What the task requires - Your task is to retype each line of the data below exactly.

Stored items
━━━

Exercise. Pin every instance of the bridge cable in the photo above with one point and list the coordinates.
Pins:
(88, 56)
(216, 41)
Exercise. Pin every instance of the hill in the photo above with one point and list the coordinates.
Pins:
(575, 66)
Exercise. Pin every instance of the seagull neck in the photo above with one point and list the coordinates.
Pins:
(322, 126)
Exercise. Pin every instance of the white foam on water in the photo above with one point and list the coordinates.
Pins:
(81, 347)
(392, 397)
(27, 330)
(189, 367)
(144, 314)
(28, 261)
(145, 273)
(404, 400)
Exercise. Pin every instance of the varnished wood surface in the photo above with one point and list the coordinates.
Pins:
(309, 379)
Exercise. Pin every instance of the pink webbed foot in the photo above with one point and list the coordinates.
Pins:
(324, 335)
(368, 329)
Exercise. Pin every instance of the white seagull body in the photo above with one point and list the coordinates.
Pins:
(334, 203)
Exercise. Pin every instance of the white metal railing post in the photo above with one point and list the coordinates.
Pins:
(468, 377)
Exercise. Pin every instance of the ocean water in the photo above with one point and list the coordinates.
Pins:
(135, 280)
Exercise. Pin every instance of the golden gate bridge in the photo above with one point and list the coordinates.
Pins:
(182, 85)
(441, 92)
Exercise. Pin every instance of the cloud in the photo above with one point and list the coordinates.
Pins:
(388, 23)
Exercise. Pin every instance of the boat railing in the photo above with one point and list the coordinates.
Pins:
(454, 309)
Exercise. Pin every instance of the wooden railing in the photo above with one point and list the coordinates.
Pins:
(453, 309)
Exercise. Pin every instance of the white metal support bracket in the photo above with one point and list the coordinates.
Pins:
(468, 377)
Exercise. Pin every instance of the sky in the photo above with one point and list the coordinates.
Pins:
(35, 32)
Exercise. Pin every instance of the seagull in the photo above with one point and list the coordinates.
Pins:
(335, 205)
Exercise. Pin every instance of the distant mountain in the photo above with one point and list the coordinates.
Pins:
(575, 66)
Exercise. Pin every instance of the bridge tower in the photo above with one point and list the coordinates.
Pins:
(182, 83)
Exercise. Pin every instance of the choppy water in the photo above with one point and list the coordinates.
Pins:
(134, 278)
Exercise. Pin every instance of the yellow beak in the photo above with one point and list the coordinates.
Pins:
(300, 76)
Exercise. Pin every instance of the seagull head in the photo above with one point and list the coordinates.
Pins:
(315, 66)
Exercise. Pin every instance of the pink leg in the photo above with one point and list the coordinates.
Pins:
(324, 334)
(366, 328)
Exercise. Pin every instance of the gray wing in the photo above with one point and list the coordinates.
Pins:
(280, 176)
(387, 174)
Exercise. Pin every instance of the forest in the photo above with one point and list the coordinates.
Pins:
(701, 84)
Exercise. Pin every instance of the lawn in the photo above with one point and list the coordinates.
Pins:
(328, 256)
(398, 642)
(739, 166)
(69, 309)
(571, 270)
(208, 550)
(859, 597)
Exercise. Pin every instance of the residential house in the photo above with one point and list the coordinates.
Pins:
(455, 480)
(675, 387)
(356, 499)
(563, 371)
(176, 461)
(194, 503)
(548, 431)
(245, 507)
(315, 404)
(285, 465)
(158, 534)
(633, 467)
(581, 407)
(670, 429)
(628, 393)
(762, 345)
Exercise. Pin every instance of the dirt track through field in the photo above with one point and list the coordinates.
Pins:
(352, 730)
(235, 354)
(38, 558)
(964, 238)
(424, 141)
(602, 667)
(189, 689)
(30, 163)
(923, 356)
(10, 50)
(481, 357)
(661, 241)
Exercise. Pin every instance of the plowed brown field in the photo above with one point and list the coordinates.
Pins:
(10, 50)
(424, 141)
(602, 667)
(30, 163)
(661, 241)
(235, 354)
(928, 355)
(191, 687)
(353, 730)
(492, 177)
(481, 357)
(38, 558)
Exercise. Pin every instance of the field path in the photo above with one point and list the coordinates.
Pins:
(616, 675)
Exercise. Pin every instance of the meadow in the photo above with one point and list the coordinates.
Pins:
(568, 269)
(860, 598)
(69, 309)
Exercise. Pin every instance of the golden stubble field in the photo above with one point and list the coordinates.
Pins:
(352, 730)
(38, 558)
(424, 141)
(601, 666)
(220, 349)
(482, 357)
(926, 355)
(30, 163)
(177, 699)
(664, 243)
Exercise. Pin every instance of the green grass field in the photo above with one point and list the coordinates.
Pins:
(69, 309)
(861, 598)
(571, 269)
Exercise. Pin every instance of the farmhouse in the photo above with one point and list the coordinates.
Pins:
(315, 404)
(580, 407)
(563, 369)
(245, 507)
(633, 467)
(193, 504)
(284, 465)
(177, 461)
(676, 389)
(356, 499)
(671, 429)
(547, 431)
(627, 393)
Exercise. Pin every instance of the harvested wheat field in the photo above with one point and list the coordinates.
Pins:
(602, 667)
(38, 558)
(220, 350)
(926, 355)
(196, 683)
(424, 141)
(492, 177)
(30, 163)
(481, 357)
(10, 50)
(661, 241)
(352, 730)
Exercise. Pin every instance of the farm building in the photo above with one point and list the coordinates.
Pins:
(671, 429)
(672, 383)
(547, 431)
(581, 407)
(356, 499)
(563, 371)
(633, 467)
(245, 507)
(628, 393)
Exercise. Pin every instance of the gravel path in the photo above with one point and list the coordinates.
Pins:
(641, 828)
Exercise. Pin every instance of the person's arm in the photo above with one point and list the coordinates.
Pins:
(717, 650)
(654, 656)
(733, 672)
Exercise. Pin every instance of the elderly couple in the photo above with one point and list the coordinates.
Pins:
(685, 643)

━━━

Answer to the exercise -
Exercise. Pin every instance of the bridge cable in the photo above with one point and list the coordinates.
Pins:
(88, 56)
(216, 41)
Exercise. Pin every instance of the hill in the photo above with one point and list the coordinates.
Pins:
(575, 66)
Exercise. Pin every instance of the seagull neck in the photo above with one point and list the coordinates.
Pins:
(322, 126)
Exercise. Pin every instance of the white foam on water in the photo above with one point and list the coordinates.
Pins:
(81, 347)
(392, 397)
(27, 330)
(189, 367)
(144, 314)
(28, 261)
(145, 273)
(404, 400)
Exercise. Pin every instance of the varnished wood surface in the photo above with one point and list the coordinates.
Pins:
(309, 379)
Exercise. Pin every instance of the pink webbed foot in the photo above with one point and list the coordinates.
Pins:
(324, 335)
(368, 329)
Exercise. Pin every instance of the white seagull body in the photo above with one point and list the coordinates.
Pins:
(334, 203)
Exercise. Pin every instance of the white metal railing post in the photo above with one point and list the coordinates.
Pins:
(468, 377)
Exercise. Pin every instance of the ocean water in the photo above with one point and list the coordinates.
Pins:
(135, 280)
Exercise. Pin every instance of the golden gate bridge in the photo above with one point and list the coordinates.
Pins:
(182, 85)
(441, 92)
Exercise. Pin every instance of the cloud in the photo above with one point and list the coordinates.
Pins:
(388, 23)
Exercise. Pin every instance of the boat railing in the photo above with one point and list the coordinates.
Pins:
(454, 309)
Exercise. Pin every instance of the wooden railing in the photo above with one point and list the coordinates.
Pins:
(453, 309)
Exercise. Pin every instance of the white metal support bracket in the photo above with one point and list the coordinates.
Pins:
(468, 377)
Exercise. Pin every instance of the sky in the photo above with one point and list the coordinates.
Pins:
(35, 32)
Exercise. Pin every instance of the seagull in the photo above with one point and list the coordinates.
Pins:
(335, 205)
Exercise. Pin every instance of the distant mountain in the photo above with one point and list the coordinates.
Pins:
(575, 66)
Exercise. Pin every instance of the bridge tower in the photo above with one point and list the coordinates.
Pins:
(182, 83)
Exercise. Pin every instance of the choppy water in the photo above with one point and list the coordinates.
Pins:
(134, 278)
Exercise. Pin every instance of the yellow beak in the photo above with one point and list the coordinates.
Pins:
(300, 76)
Exercise. Pin every instance of the seagull head in the photo above with one point and list the coordinates.
Pins:
(315, 66)
Exercise. Pin every instance of the pink leg in the photo above with one point and list the coordinates.
Pins:
(324, 334)
(366, 328)
Exercise. Pin every instance of the gray wing in the photo above with one point and list the coordinates.
Pins:
(280, 176)
(387, 174)
Exercise. Pin every instance of the forest in the photo above with one point and list the coordinates.
Pins:
(701, 84)
Exercise. Pin every instance of the lawn in the photo above with one point and list the coordinates.
Pins:
(328, 256)
(398, 642)
(739, 166)
(69, 309)
(571, 270)
(208, 550)
(859, 597)
Exercise. Pin every instance of the residential house in the photo above with one point and list the coordinates.
Pins:
(455, 480)
(675, 387)
(356, 499)
(563, 371)
(176, 461)
(194, 503)
(548, 431)
(245, 507)
(315, 404)
(285, 465)
(158, 534)
(633, 467)
(581, 407)
(670, 429)
(628, 393)
(762, 345)
Exercise. Pin every instance of the dirt track through field in the photo above with one point and list the coordinates.
Pins:
(352, 730)
(235, 354)
(38, 558)
(964, 238)
(424, 141)
(602, 667)
(189, 689)
(30, 163)
(923, 356)
(10, 50)
(481, 357)
(661, 241)
Exercise. Pin every instance of the plowed brown field in the photo above with one point and list the coordinates.
Pins:
(10, 50)
(424, 141)
(602, 667)
(30, 163)
(661, 241)
(235, 354)
(928, 355)
(191, 687)
(353, 730)
(492, 177)
(481, 357)
(38, 558)
Exercise. Pin every instance of the field path in the photo above with one point and list the coordinates.
Pins:
(616, 675)
Exercise. Pin every instance of the meadow in the photo above with one point and list the coordinates.
Pins:
(568, 269)
(860, 598)
(69, 309)
Exercise. Pin every instance of the golden stubble field in the photo above with one point and list the coordinates.
Pins:
(352, 730)
(38, 558)
(424, 141)
(601, 666)
(220, 349)
(482, 357)
(926, 355)
(30, 163)
(177, 699)
(664, 243)
Exercise. Pin every instance of the green grass field in the photo above with one point and list the coordinates.
Pins:
(69, 309)
(861, 598)
(571, 269)
Exercise. Pin every instance of the farmhouse in the photo above with one point and list the coordinates.
Pins:
(315, 404)
(580, 407)
(563, 369)
(245, 507)
(633, 467)
(193, 504)
(284, 465)
(177, 461)
(676, 389)
(356, 499)
(671, 429)
(547, 431)
(627, 393)
Exercise. Pin every instance of the harvested wheat field in the photo above with one point and list the coordinates.
Pins:
(602, 667)
(38, 558)
(220, 350)
(926, 355)
(196, 683)
(424, 141)
(492, 177)
(30, 163)
(481, 357)
(10, 50)
(661, 241)
(352, 730)
Exercise. Pin every instance of the farm building in the photo above with one point and list the coordinates.
Pins:
(671, 429)
(672, 383)
(547, 431)
(581, 407)
(356, 499)
(563, 371)
(633, 467)
(245, 507)
(628, 393)
Exercise. Pin every instance of the gravel path in the photo above with one point and list the coordinates.
Pins:
(641, 828)
Exercise. Pin every instance of the person's arm in the photo above with one point and list the coordinates.
Pins:
(717, 650)
(654, 656)
(733, 672)
Exercise. Pin every instance of the elderly couple in the photo above with one point and list the coordinates.
Pins:
(685, 643)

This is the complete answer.